= COMPLETE THE FOLLOWING =
A – List every place name in the passage about the Smithsonian letter, counting towns, cities, counties and streets but not institutions.
B – From the passage about the Smithsonian letter, quote the part that opens with the words containing "The story behind" and closes with "situation in writing.".

= DOCUMENT PASSAGE =
=====
Thanks to Ian De Souza for this one.
The story behind the letter below is that there is this nutball in
Newport,RI named Scott Williams who digs things out of his backyard and
sends the stuff he finds to the Smithsonian Institute, labeling them with
scientific names, insisting that they are actual archaeological finds. 
Apparently this guy really exists and does this in his spare time!
Anyway... here's the actual response from the Smithsonian Institution.
Bear this in mind next time you think you are challenged in your duty to
respond  to a difficult situation in writing.
 Smithsonian Institute
 207 Pennsylvania Avenue
 Washington, DC 20078
Dear Mr. Williams:
Thank you for your latest submission to the Institute, labeled "93211-D,
layer seven, next to the clothesline post...Hominid skull." We have given
this specimen a careful and detailed examination, and regret to inform you
that we disagree with your theory that it represents conclusive proof of
the presence of Early Man in Charleston County two million years ago.
Rather, it appears that what you have found is the head of a Barbie doll,
of the variety that one of our staff, who has small children, believes to
be "Malibu Barbie."  It is evident that you have given a great deal of
thought to the analysis of this specimen, and you may be quite certain that
those of us who are familiar with your prior work in the field were loathe
come to contradiction with your findings. However, we do feel that there
are a
number of physical attributes of the specimen which might have tipped you
off to its modern origin:
1. The material is molded plastic. Ancient hominid remains are typically
 fossilized bone.
=====
= EXTRACTED DATA =

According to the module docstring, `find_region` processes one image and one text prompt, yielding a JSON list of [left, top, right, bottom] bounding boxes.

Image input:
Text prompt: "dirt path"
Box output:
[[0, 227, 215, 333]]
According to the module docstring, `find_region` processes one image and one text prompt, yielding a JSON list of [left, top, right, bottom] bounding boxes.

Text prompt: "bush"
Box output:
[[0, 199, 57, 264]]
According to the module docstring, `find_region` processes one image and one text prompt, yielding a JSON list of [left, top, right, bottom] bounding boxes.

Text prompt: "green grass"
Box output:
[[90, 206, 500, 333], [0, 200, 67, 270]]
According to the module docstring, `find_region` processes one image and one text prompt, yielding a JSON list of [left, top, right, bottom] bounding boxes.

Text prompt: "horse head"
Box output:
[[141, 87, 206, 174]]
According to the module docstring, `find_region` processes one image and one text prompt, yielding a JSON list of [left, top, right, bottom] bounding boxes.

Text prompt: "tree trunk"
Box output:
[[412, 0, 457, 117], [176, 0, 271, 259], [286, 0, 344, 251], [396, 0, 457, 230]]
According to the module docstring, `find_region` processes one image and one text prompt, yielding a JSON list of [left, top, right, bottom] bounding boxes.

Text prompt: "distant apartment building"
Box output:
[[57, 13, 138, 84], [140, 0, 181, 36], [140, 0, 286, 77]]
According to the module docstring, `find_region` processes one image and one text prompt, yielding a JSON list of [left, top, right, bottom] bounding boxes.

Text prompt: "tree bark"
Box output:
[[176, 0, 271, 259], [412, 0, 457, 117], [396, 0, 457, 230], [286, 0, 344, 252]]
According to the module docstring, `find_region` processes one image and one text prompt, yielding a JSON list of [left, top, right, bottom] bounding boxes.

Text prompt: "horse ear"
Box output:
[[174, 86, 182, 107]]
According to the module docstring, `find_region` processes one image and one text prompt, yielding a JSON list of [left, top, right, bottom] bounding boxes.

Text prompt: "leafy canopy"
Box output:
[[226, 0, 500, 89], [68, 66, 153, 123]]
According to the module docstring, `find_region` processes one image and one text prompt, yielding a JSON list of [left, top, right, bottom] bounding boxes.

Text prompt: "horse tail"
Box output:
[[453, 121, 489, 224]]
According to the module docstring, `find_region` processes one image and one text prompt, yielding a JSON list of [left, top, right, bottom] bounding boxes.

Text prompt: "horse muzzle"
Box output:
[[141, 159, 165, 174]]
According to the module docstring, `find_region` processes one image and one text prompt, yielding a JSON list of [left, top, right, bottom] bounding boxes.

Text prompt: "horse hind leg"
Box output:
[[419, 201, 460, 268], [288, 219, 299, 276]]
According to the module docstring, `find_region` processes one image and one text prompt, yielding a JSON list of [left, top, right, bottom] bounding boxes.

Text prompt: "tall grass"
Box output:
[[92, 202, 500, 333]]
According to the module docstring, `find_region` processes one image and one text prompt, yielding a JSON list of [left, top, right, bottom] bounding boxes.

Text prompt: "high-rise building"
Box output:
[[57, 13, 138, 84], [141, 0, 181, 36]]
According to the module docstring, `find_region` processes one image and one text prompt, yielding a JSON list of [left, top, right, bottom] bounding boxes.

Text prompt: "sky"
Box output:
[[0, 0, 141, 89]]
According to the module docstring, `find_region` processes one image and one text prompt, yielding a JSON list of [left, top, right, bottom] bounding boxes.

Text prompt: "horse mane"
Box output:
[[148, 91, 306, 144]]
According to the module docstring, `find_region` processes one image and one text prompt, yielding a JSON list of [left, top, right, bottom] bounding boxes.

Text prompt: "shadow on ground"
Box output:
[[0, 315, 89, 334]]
=====
= SOLUTIONS TO THE TASKS =
A –
- Newport, RI
- Pennsylvania Avenue
- Washington, DC
- Charleston County

B –
The story behind the letter below is that there is this nutball in
Newport,RI named Scott Williams who digs things out of his backyard and
sends the stuff he finds to the Smithsonian Institute, labeling them with
scientific names, insisting that they are actual archaeological finds. 
Apparently this guy really exists and does this in his spare time!
Anyway... here's the actual response from the Smithsonian Institution.
Bear this in mind next time you think you are challenged in your duty to
respond  to a difficult situation in writing.